#### Document extract

__________

Editorial
Tamil Guardian, February 26, 2003
Under
Pressure
The cease-fire is losing its allure
When it was signed last February, the cease-fire between the Liberation
Tigers and the Sri Lankan government was, quite rightly, hailed by the
island's residents and the international community as a significant
breakthrough in the Norwegian peace process. Although the guns in South
Asia's longest war had in fact been silent for over two prior months
amid unilateral cease-fires, the new mutual agreement went beyond a mere
cessation of offensive action: it provided for an active process of
normalisation of civilian life. In particular, it set out the phases for
the restoration of normalcy including the ending of military
restrictions on fishing by the Tamil populace and the withdrawal of
security forces personnel from occupied homes, schools, places of
worship and other public places. The agreement also included an
international monitoring mechanism.
Understandably, hopes were therefore high. The United National Front (UNF)
government's dramatic victory in the parliamentary elections of December
2001 on a mandate for peace through negotiations with the LTTE, and the
visibly rapid progress of the Norwegian peace process fuelled
unprecedented public optimism. But one long year on, this has largely
evaporated to be replaced by cynicism at best and outright
disillusionment at worst. The causes, as this newspaper and the rest of
the Tamil press has been repeatedly pointing out throughout the past
year, are clear: the Sri Lankan military has refused to honour the
normalisation aspects of the truce. There are two resulting effects.

__________

#### Supplied material

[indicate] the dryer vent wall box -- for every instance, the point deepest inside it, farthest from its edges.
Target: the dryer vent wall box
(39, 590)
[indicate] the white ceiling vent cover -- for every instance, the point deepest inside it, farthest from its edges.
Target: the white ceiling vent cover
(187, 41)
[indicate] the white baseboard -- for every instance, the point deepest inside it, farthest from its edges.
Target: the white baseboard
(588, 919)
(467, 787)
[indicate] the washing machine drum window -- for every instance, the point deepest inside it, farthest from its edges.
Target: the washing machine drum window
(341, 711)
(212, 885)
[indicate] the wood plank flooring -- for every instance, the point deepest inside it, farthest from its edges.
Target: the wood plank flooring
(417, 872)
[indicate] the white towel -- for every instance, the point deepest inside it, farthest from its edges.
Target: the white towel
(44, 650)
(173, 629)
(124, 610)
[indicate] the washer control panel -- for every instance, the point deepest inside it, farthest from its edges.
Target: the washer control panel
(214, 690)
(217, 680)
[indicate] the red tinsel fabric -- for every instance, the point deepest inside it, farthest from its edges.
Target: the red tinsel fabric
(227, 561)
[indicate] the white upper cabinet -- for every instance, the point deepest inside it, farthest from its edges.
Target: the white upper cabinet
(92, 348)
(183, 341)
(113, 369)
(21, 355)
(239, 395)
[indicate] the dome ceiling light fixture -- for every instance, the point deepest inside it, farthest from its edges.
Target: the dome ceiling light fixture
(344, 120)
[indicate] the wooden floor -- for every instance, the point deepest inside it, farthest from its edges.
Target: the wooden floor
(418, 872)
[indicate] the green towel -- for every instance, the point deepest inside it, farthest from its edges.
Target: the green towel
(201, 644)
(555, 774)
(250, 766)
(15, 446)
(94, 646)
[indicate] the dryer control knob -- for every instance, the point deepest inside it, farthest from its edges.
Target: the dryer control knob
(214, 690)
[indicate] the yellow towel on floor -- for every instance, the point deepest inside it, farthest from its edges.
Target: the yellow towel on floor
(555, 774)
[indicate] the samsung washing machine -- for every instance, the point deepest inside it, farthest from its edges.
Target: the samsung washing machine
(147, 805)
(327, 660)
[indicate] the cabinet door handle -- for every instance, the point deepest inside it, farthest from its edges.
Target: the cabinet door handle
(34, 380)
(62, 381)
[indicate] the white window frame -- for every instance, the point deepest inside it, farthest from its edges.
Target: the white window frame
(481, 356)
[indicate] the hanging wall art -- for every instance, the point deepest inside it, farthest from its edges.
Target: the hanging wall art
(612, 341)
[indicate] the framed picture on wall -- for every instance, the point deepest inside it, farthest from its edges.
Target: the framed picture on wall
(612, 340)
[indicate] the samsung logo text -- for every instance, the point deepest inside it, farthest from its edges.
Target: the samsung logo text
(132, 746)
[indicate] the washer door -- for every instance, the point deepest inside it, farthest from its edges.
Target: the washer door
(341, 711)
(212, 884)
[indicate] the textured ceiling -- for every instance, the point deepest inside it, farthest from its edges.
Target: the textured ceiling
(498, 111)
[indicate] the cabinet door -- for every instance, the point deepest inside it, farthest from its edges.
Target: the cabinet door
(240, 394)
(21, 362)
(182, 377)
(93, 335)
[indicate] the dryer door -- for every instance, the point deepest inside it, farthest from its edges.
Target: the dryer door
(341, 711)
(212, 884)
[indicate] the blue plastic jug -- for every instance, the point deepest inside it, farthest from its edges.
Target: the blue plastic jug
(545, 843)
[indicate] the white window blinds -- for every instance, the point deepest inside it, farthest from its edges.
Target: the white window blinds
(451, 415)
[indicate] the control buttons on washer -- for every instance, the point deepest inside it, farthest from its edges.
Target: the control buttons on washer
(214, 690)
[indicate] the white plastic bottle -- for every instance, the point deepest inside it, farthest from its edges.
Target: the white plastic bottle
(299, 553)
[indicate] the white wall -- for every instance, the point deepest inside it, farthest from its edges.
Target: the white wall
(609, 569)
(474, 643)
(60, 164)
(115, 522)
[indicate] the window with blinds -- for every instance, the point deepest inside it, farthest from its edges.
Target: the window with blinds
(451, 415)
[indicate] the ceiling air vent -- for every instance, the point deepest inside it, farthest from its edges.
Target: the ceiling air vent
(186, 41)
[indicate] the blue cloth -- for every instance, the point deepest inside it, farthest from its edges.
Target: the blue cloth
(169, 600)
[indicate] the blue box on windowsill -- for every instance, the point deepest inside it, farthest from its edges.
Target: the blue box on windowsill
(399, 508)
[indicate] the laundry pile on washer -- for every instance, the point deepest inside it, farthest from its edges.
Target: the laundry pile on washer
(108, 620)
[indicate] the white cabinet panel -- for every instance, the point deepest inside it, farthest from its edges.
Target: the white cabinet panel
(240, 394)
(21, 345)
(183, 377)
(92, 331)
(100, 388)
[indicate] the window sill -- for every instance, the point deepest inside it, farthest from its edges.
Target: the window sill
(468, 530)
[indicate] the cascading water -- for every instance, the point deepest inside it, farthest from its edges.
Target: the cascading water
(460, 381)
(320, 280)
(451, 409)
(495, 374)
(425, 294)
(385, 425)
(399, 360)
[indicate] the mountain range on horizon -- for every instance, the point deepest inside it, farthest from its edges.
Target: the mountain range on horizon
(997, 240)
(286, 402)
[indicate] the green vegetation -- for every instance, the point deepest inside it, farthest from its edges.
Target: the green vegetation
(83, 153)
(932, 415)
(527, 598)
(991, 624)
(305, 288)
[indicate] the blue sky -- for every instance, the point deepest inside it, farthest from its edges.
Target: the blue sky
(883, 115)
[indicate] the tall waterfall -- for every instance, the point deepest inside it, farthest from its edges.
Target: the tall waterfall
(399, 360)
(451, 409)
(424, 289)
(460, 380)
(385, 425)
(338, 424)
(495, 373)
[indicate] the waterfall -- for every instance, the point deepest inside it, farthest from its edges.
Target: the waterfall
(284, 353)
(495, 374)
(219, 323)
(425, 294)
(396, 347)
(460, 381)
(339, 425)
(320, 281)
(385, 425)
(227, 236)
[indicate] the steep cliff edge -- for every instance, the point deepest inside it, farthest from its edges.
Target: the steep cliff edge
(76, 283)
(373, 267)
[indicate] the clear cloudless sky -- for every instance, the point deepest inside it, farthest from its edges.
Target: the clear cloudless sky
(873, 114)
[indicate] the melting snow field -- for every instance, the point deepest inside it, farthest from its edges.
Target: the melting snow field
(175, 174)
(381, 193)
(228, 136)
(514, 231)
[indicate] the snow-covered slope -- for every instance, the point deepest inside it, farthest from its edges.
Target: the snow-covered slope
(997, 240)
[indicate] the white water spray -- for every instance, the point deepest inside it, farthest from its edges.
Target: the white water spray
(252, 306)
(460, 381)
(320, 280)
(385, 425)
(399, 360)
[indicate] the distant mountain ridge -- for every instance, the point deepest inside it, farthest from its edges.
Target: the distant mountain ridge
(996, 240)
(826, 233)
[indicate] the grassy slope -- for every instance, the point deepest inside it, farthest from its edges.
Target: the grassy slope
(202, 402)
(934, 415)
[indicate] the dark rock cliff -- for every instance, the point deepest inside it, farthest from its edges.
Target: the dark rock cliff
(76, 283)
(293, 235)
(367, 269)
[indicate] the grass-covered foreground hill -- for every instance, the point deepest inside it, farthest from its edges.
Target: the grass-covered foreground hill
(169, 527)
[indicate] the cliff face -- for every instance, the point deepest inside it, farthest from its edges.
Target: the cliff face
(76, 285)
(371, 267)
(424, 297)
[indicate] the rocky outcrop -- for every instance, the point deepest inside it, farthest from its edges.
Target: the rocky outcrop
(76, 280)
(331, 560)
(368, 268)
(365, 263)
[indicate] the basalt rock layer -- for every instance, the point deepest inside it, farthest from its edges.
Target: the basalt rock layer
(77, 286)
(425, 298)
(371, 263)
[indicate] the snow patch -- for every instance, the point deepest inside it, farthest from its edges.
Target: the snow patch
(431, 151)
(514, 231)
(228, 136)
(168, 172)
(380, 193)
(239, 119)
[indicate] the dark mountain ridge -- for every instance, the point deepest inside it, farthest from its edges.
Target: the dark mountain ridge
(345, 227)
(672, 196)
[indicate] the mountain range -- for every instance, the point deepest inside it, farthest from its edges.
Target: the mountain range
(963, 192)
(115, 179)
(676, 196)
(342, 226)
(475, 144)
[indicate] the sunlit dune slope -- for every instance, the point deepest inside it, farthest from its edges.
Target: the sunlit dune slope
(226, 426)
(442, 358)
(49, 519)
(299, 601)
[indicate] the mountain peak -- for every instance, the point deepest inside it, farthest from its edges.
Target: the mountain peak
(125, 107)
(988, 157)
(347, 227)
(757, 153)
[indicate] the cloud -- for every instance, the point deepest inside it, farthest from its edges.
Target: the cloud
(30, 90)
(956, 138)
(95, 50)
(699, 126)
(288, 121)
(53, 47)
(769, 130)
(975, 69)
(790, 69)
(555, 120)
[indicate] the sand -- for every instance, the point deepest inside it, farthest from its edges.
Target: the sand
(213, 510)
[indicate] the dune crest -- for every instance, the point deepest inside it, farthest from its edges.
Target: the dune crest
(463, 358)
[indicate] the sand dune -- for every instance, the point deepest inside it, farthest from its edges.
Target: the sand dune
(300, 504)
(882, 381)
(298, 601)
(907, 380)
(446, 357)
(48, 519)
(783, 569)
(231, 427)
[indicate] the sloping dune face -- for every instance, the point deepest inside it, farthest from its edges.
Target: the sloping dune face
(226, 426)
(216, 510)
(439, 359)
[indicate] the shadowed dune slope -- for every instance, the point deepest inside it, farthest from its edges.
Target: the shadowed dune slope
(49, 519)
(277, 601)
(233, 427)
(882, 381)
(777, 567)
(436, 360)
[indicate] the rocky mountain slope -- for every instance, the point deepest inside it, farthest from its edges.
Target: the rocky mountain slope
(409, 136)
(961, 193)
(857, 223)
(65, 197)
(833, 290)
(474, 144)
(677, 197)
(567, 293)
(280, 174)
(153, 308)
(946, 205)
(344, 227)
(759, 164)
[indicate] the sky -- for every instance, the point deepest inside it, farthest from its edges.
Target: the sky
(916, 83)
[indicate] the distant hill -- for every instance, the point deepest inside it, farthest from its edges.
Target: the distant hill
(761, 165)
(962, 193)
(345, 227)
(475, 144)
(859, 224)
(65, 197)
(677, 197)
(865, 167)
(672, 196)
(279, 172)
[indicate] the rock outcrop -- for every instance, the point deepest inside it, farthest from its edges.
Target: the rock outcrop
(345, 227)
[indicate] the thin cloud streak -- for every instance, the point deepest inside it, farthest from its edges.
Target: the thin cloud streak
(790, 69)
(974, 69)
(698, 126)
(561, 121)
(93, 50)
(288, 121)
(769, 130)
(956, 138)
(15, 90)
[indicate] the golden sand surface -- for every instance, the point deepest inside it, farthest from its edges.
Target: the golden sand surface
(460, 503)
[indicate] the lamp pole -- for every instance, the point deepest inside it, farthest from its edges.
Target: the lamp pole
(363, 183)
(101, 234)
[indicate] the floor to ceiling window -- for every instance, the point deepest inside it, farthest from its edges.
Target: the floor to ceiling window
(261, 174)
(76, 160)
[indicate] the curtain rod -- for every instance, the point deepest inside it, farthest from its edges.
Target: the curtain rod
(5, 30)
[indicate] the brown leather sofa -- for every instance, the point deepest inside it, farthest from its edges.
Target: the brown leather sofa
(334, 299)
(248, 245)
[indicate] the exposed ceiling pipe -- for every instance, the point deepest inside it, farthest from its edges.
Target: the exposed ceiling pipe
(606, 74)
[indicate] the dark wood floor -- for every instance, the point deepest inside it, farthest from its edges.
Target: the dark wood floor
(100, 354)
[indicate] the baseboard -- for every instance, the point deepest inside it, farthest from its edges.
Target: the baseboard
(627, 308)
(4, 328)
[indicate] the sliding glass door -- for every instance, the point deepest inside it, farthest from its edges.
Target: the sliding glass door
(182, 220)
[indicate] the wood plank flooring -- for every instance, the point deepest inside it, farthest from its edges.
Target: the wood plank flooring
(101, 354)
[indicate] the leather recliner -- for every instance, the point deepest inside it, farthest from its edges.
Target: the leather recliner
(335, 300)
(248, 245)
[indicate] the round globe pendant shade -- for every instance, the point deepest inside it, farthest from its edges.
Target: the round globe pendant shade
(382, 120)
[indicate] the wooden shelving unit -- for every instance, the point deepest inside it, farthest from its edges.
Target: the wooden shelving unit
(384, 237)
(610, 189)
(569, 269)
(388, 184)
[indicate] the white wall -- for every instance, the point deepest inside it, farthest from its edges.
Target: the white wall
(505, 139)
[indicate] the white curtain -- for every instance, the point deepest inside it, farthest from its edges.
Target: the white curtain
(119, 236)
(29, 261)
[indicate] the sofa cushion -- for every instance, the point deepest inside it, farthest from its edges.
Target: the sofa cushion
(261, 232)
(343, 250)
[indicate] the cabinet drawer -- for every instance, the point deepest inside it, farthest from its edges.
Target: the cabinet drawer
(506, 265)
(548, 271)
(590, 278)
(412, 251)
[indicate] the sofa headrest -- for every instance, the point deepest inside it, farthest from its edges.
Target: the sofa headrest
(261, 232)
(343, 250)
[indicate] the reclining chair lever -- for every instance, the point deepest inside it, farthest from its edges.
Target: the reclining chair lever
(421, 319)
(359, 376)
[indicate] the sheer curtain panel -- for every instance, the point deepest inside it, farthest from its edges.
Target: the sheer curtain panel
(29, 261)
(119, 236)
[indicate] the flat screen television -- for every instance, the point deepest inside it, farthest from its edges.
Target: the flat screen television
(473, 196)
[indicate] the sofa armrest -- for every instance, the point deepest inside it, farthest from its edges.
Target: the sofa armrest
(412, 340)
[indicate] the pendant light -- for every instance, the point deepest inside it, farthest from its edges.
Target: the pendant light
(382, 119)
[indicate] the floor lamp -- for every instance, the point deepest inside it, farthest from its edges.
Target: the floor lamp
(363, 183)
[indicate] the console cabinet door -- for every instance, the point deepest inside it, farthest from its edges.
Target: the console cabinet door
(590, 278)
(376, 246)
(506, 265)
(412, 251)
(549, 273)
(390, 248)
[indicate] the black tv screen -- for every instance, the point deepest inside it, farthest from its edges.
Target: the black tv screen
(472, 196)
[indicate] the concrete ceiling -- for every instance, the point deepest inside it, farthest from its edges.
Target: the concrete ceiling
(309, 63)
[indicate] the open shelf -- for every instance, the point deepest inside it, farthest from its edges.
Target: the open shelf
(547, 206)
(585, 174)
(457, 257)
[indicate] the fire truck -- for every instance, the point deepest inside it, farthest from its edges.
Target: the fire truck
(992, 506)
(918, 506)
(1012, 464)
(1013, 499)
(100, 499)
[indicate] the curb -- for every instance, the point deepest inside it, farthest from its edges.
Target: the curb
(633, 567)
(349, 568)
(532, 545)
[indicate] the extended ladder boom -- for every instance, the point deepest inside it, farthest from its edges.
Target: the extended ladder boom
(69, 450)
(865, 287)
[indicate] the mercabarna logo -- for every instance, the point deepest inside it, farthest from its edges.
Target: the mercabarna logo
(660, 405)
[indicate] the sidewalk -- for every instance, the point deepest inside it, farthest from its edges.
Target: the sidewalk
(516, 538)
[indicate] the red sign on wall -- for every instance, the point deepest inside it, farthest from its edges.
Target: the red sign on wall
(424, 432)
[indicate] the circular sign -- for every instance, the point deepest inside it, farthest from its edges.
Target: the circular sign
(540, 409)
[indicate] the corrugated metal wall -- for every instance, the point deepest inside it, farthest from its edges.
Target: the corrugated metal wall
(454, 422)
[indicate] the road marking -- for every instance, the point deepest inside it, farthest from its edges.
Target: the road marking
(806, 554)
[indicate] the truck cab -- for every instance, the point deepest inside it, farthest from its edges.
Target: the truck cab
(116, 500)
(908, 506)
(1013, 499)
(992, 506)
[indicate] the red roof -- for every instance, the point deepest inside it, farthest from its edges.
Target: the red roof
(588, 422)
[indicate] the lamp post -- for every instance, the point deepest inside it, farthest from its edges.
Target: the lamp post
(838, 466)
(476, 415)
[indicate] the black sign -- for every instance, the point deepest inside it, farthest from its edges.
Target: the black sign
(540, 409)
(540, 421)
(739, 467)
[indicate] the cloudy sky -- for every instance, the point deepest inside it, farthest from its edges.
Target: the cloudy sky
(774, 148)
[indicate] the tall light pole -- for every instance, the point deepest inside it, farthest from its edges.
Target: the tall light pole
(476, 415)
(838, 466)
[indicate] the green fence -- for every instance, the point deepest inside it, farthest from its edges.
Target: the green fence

__________

#### Directions
Write the next part of the cease-fire editorial, starting right after its final sentence. The records play no part in any of the work here.

#### Task response
Firstly, the truce is now contemptuously lumped with umpteen past
agreements that the Sinhala leadership signed with the Tamils and then
nonchalantly abrogated. Secondly, the seemingly unenforceable cease-fire
agreement has singularly failed to alleviate the suffering of hundreds
of thousands of people who remain displaced while the Sri Lankan
military remains in occupation of their towns and villages.
Then it got worse: with the timetable for withdrawal and lifting
ofrestrictions rendered utterly irrelevant, the issue of normalisation
was taken up at the direct talks between both sides. Notwithstanding the
controversy generated when the Sri Lanka Army demanded the LTTE
surrender its weapons before troops permit Tamil civilians back into
their homes and properties, several new agreements on normalisation have
also been reached and then simply forgotten by the government on its
delegates' return to Colombo. The UNF's excuse - that President
Chandrika Kumaratunga, not Parliament, retains control of the military -
is now ridiculous. When agreements reached by negotiators are simply
ignored by their principals, the credibility of the former - and thereby
the viability of the peace process itself - inevitably suffers.
Affected sections of Tamil civil society are now staging repeated
protests and demonstrations against the non-implementation of the truce.
The few public places that Sri Lankan troops begrudgingly vacated are
unusable for a multitude of reasons, not least the proximity of the new
military positions to the old. Meanwhile a handful of displaced people
have been able to return to their homes but the overwhelming majority of
them cannot. This, and the suspiciously slow pace of reconstruction and
rehabilitation in the north and east, are primarily responsible for the
prevailing disillusionment amongst the Tamil people. The
Sinhala-dominated parts of the island are, however, reaping a
substantial truce dividend: tourism and economic activity is
accelerating while conflict-related tensions have completely dissipated
in the south.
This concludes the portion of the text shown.